**Aim of the exercise**
Would you output the whole listing below, exactly as it reads?

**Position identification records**
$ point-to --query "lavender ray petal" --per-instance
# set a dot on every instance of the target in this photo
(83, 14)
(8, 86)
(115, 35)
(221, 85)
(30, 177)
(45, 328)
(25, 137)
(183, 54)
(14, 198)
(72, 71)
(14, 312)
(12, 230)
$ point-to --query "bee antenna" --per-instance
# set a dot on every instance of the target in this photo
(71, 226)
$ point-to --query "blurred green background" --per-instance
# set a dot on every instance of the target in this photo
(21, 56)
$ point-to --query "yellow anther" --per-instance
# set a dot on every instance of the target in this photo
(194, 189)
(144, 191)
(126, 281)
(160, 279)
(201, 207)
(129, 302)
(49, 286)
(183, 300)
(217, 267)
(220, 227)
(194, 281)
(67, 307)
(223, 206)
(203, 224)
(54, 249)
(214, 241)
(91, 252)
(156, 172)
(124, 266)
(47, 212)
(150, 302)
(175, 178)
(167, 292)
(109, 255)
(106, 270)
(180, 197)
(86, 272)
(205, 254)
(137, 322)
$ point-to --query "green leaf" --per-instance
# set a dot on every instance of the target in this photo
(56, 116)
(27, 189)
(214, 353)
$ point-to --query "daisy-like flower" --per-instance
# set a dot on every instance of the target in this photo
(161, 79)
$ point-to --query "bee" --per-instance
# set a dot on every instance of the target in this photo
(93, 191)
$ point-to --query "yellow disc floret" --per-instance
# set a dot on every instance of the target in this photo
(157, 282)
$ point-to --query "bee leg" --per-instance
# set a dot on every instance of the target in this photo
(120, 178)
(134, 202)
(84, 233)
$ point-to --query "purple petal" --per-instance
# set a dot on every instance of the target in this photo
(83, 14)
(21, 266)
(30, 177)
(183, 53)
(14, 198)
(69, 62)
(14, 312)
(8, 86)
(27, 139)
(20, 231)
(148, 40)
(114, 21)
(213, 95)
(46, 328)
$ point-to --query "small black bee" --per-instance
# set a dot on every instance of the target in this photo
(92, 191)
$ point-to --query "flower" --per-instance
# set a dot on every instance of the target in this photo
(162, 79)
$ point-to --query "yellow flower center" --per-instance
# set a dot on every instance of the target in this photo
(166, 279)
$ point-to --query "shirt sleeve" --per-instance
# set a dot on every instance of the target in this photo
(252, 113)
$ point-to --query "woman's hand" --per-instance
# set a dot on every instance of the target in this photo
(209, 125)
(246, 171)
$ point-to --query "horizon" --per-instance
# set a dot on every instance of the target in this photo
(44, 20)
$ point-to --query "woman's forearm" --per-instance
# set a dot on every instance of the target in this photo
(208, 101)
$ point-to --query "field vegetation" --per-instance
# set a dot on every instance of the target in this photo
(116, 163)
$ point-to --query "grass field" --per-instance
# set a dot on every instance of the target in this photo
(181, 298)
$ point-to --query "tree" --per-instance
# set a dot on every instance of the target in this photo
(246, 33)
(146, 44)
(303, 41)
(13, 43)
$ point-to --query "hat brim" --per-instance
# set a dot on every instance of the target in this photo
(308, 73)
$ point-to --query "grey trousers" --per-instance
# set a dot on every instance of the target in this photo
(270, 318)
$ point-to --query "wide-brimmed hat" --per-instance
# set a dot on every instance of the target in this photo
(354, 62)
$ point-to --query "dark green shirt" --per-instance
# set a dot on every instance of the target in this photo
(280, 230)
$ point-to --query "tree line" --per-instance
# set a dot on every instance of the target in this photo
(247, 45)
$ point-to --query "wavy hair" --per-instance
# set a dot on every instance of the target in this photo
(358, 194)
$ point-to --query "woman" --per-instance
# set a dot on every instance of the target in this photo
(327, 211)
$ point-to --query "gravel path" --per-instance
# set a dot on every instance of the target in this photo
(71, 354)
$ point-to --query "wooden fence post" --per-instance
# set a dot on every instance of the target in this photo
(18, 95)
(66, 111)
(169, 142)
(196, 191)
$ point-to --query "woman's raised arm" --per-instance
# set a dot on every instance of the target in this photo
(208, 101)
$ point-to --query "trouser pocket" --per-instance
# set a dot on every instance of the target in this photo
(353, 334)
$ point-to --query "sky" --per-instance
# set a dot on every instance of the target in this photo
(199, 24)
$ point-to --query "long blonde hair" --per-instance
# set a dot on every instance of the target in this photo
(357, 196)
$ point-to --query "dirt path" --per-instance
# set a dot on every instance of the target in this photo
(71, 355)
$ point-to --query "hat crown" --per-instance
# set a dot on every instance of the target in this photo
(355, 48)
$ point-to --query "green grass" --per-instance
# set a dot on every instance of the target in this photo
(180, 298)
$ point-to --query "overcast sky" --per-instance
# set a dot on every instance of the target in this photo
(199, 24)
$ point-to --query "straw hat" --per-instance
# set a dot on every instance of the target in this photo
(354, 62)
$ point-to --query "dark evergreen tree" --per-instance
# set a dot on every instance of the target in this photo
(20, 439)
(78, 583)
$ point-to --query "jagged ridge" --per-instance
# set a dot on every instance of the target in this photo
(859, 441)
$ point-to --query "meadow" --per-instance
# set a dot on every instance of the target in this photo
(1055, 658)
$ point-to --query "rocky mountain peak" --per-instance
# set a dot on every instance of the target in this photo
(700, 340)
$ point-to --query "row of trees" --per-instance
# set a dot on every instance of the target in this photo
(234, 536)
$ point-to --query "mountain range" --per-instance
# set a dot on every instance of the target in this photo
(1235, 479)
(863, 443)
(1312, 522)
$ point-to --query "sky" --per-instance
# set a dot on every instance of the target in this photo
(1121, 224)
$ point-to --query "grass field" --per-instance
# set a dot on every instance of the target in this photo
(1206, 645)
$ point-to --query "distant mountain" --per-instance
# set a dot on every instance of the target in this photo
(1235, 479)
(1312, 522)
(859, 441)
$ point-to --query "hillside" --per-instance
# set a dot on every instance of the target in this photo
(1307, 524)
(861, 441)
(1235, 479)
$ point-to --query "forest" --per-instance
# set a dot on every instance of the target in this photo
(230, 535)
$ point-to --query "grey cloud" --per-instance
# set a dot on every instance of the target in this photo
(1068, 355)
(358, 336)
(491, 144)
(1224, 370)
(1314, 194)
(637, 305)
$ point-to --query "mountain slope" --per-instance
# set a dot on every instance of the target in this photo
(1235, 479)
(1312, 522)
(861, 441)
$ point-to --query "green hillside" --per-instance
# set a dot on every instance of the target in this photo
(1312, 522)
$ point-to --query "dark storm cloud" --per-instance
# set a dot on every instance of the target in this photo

**Task solution**
$ point-to --query "lavender ray petal" --per-instance
# set a dot on every instance of the target in this photo
(83, 14)
(8, 86)
(115, 35)
(221, 85)
(30, 177)
(45, 328)
(25, 137)
(183, 54)
(14, 198)
(72, 71)
(14, 312)
(12, 230)
$ point-to --query "bee antenna" --per-instance
# set a dot on every instance of the target in this photo
(71, 226)
$ point-to --query "blurred green background" --per-instance
# set a dot on every instance of the target in this photo
(21, 56)
$ point-to --query "yellow anther" --per-instance
# set a dot on every instance of the target in this photo
(194, 189)
(144, 191)
(126, 281)
(160, 279)
(201, 207)
(129, 302)
(49, 286)
(183, 300)
(217, 267)
(220, 227)
(194, 281)
(67, 307)
(223, 206)
(203, 224)
(54, 249)
(214, 241)
(91, 252)
(156, 172)
(124, 266)
(47, 212)
(150, 302)
(175, 178)
(167, 292)
(109, 255)
(106, 270)
(180, 197)
(86, 272)
(205, 254)
(137, 322)
$ point-to --query "green leaf" --per-instance
# set a dot on every instance of the target in this photo
(56, 116)
(27, 189)
(214, 353)
$ point-to --query "daisy-like flower" --per-instance
# set a dot on every instance of the target in this photo
(161, 79)
$ point-to --query "bee" --per-instance
# set a dot on every instance of the target in this photo
(93, 191)
$ point-to --query "yellow disc floret" --per-instance
# set a dot on every instance of the target in this photo
(157, 282)
$ point-to --query "bee leg" --per-instance
# set a dot on every instance of the target in this photo
(120, 178)
(134, 202)
(84, 233)
$ point-to --query "purple petal" --per-instance
# set a dot on every instance of the target in this photo
(83, 14)
(21, 266)
(30, 177)
(183, 53)
(14, 198)
(69, 62)
(14, 312)
(8, 86)
(27, 139)
(20, 231)
(148, 40)
(114, 21)
(213, 95)
(46, 328)
$ point-to --query "small black bee" --per-instance
# set a dot on every instance of the target in this photo
(92, 191)
$ point-to --query "flower" --per-instance
# set a dot on every instance of the target in this photo
(162, 79)
$ point-to --query "yellow flower center" --per-instance
# set a dot on every instance of the target in this photo
(166, 279)
$ point-to --query "shirt sleeve" --per-instance
# set a dot on every instance of the target in this photo
(252, 113)
$ point-to --query "woman's hand" --per-instance
# set a dot on every instance of the target in this photo
(209, 125)
(246, 171)
$ point-to --query "horizon" --per-instance
# set a dot on every instance of the target in this photo
(44, 20)
$ point-to --query "woman's forearm" --per-instance
# set a dot on every instance of the target in this photo
(208, 101)
$ point-to --query "field vegetation" --per-instance
# set a dot on every instance of the target in this photo
(116, 163)
$ point-to --query "grass field" --per-instance
# set a dot on every instance of the target in this photo
(181, 298)
$ point-to --query "tree" --per-instance
# set a dot on every instance of the target in this photo
(246, 33)
(146, 44)
(303, 41)
(13, 43)
$ point-to --query "hat brim" --per-instance
# set a dot on every instance of the target in this photo
(308, 73)
$ point-to --query "grey trousers" --per-instance
# set a dot on every instance of the target in this photo
(270, 318)
$ point-to --query "wide-brimmed hat" --per-instance
# set a dot on every instance of the target in this photo
(354, 62)
$ point-to --query "dark green shirt" --per-instance
# set a dot on every instance of the target in this photo
(280, 230)
$ point-to --query "tree line" --per-instance
# set a dot on every instance of the target in this photo
(247, 45)
$ point-to --query "wavy hair" --per-instance
# set a dot on every instance of the target in this photo
(358, 194)
$ point-to --query "woman" --per-instance
# set a dot on every instance of the target in this photo
(327, 211)
$ point-to --query "gravel path" --per-instance
# set a dot on every instance of the target in this photo
(71, 354)
$ point-to --query "wooden fence post" --per-instance
# set a dot on every instance of the target in this photo
(18, 95)
(66, 111)
(169, 142)
(196, 191)
$ point-to --query "woman's raised arm" --per-instance
# set a dot on every instance of the target in this photo
(208, 101)
$ point-to --query "trouser pocket" --per-instance
# set a dot on every instance of the target in this photo
(353, 334)
$ point-to --query "sky" --per-instance
# set a dot on every instance of the target in this photo
(199, 24)
$ point-to --query "long blonde hair" --per-instance
# set a dot on every instance of the target in this photo
(357, 196)
$ point-to --query "dirt path" --per-instance
# set a dot on every instance of the target in this photo
(71, 355)
$ point-to --query "hat crown" --per-instance
# set a dot on every instance of the target in this photo
(355, 48)
$ point-to --query "green grass" --per-instance
# set a dot on every instance of the target in this photo
(180, 298)
$ point-to --query "overcast sky" --per-instance
# set a dot on every instance of the target in this photo
(199, 24)
$ point-to --query "straw hat" --per-instance
# set a dot on every instance of the target in this photo
(354, 62)
$ point-to --query "dark evergreen tree" --per-instance
# set a dot on every instance of the target in this photo
(20, 439)
(78, 583)
$ point-to --query "jagged ridge" --per-instance
# set a dot on every instance of the target in this photo
(859, 441)
$ point-to --query "meadow" --per-instance
# set a dot on every instance of the target in this photo
(1055, 658)
$ point-to --query "rocky mountain peak" --per-instance
# set a dot on every instance of the target in this photo
(700, 340)
$ point-to --query "row of trees" --per-instance
# set a dot on every instance of the target in this photo
(234, 536)
$ point-to --query "mountain range" --per-instance
# set a dot on every instance of the target in this photo
(1235, 479)
(863, 443)
(1312, 522)
$ point-to --query "sky" --per-instance
# set a dot on every instance of the target in this photo
(1121, 224)
$ point-to --query "grass field" --per-instance
# set a dot on every instance of the target in this photo
(1206, 645)
$ point-to --query "distant mountain" --per-instance
# set a dot on every instance of the target in this photo
(1235, 479)
(1312, 522)
(859, 441)
$ point-to --query "hillside" --per-instance
# set a dot on every instance of the target in this photo
(1307, 524)
(861, 441)
(1235, 479)
$ point-to --query "forest" --per-instance
# set a dot on every instance of the target in this photo
(230, 535)
$ point-to --query "grey cloud" --per-instance
# set a dot on every instance of the target in this photo
(1068, 355)
(358, 336)
(491, 144)
(1224, 370)
(1314, 194)
(637, 305)
$ point-to --query "mountain slope" --per-instance
# set a dot on every instance of the target in this photo
(1235, 479)
(1312, 522)
(861, 441)
$ point-to --query "green hillside" --per-instance
# set a dot on every instance of the target in this photo
(1312, 522)
$ point-to --query "dark storm cloud" --per-instance
# set a dot on every instance of the target in this photo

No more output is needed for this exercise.